LIST OF TASKS
[A] Write out the passage on democracy and legitimacy from "As far as I" up to and including "a political thinker.".
[B] In the passage on democracy and legitimacy, what do a lot of people seem convinced of about democracy?
[C] Continue the passage on democracy and legitimacy from its last sentence.

As far as I can tell, this is much the lesser concern, and I have lots of bright-if-presently-half-baked ideas for dealing with it. Selecting and training capable, virtuous people is a thing to which we have devoted lots and lots and lots of intelligence and effort. If the fate of the world depends on being able to hire one or ten or a hundred really top-notch employees…well, given what alternative challenges are likely to look like, I’d take that one in a heartbeat.
2. How do we provide the “monarchy” with the widespread acceptance and popular legitimacy that it would require to be tolerably stable? This one is a genuinely hard question, and a tremendously important one, and the fact that I don’t have a really satisfying answer is why I’m occasionally making casual reference to these ideas on Tumblr instead of trying to make my career as a political thinker.
But.
A lot of people seem convinced that democracy is just naturally, inherently better-able to accrue legitimacy than are other forms of government. This attitude strikes me as both implausible-on-its-face and not-remotely-backed-up-by-history.
There is possibly something resonant to the notion that “you have to agree to the rules that bind you, and if the government doesn’t take your viewpoint into account, it can’t legitimately tell you what to do.” No democracy larger than ancient Athens has ever actually offered that thing. As an American (for example), you do not get to “be heard” in any meaningful sense, and everyone fucking knows it. You get to choose between the lesser of two fairly disgusting options, which are put in place by the machinations of fathomlessly huge systems that take no more notice of your thoughts and desires than you do of an ant’s. And even that choice means relatively little compared to the workings of the various bureaucracies, agencies, armies, courts, etc., which march on and do their thing and punish people without any kind of democratic control that anyone could call meaningful with a straight face. A modern democracy is rule-by-unaccountable-tyrants as much as any monarchy, they’re just selected differently. And this is no secret. People in democracies do not feel very enfranchised. No one thinks that the cops, let alone the men in suits in Washington, answer to his demands. Sometimes this infuriates them, sometimes they accept it, but they sure as hell know it.

Photo-based referring expression data

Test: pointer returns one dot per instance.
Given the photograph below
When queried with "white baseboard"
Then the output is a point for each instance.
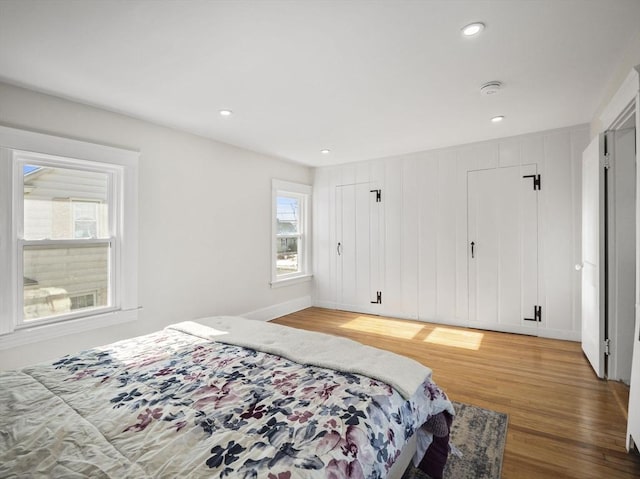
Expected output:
(540, 332)
(280, 309)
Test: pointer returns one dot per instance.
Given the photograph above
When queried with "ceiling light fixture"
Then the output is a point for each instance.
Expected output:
(472, 29)
(490, 88)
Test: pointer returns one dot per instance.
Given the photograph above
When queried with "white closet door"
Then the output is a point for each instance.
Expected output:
(355, 248)
(503, 248)
(593, 320)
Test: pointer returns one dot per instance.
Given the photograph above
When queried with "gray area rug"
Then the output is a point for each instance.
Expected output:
(479, 434)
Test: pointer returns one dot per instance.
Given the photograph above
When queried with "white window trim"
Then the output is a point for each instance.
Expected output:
(126, 306)
(278, 188)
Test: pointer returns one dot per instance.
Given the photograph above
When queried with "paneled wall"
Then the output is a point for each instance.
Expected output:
(424, 226)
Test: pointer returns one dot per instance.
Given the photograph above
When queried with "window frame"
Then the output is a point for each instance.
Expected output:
(301, 192)
(20, 146)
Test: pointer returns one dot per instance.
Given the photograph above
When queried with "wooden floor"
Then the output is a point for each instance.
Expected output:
(563, 421)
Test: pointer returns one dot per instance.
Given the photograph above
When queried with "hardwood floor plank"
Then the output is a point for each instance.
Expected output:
(564, 422)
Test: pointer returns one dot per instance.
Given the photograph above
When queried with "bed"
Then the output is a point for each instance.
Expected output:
(224, 397)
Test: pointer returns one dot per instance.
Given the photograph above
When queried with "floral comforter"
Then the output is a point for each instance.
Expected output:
(171, 404)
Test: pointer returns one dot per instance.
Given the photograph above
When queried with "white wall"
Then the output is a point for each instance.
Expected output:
(205, 220)
(629, 58)
(425, 217)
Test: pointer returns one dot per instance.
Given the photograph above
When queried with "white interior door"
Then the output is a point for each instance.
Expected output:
(593, 319)
(356, 248)
(503, 248)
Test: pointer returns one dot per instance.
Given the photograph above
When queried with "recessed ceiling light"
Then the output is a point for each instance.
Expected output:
(491, 88)
(472, 29)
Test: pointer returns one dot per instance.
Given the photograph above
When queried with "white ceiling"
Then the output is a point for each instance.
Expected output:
(366, 79)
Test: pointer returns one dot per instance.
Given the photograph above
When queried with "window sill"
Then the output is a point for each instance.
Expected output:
(43, 332)
(279, 283)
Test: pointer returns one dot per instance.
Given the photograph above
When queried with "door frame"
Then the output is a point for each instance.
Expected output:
(624, 102)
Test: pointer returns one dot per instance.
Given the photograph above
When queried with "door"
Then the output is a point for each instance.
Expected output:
(357, 248)
(503, 248)
(593, 255)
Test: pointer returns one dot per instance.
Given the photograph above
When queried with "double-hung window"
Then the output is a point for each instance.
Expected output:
(68, 236)
(291, 242)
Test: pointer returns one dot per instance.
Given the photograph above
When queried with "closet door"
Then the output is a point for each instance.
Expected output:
(503, 248)
(594, 329)
(356, 249)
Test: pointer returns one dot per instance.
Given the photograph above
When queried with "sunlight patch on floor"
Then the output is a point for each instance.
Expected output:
(383, 326)
(456, 338)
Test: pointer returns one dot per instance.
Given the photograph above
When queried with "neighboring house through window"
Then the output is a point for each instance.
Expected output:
(291, 240)
(69, 227)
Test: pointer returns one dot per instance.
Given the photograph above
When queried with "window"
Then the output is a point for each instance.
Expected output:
(291, 241)
(71, 229)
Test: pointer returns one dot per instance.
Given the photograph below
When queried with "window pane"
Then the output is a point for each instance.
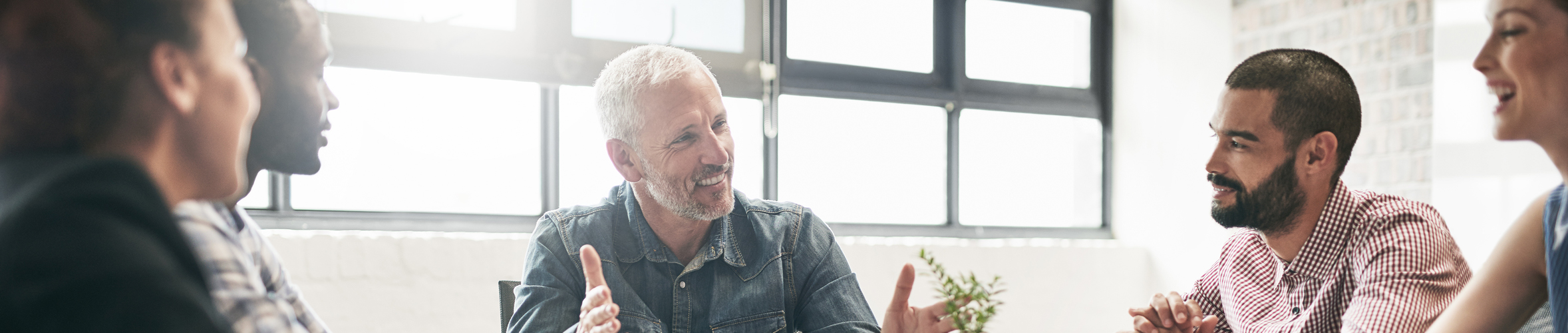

ACTIVITY ANSWERS
[A]
As far as I can tell, this is much the lesser concern, and I have lots of bright-if-presently-half-baked ideas for dealing with it. Selecting and training capable, virtuous people is a thing to which we have devoted lots and lots and lots of intelligence and effort. If the fate of the world depends on being able to hire one or ten or a hundred really top-notch employees…well, given what alternative challenges are likely to look like, I’d take that one in a heartbeat.
2. How do we provide the “monarchy” with the widespread acceptance and popular legitimacy that it would require to be tolerably stable? This one is a genuinely hard question, and a tremendously important one, and the fact that I don’t have a really satisfying answer is why I’m occasionally making casual reference to these ideas on Tumblr instead of trying to make my career as a political thinker.

[B] That democracy is naturally, inherently better able to accrue legitimacy than other forms of government.

[C]
Now, I want to be very clear – despite everything I just said, democracy is presently blessed with amazing powers of social legitimacy, at least in the “West.” The results of elections are not seriously disputed. Military coups don’t really happen. It’s like a miracle. This is the single best argument for maintaining democracy, possibly the only convincing argument for maintaining democracy.
Why is it the case?
It’s a meme. Influential philosophers spent a couple of centuries saying “democracy is the people’s power and so democratic governments are inherently legitimate,” various large popular movements picked it up, it was embedded in the cultural DNA of some very successful countries, and now it’s part of our civilization. It doesn’t have any especial connection to the actual traits of democracy, any more than “Harvard is the best college” has anything to do with people knowing anything about the faculty or curriculum at Harvard.
That meme could have been something else. At various times and places it was something else – there have been long periods of stability under non-democratic regimes. And it could be something else again, if the circumstances were right, if the right philosophies caught on. I don’t know how to do that. If I did, I’d be talking about this a lot more and a lot more loudly.
Blood monarchy is such a terrible idea precisely because heredity doesn’t have the power to engender that kind of legitimacy, and so “why don’t we depose the dynasty and go with a different noble line?” is always an open question. There are alternatives.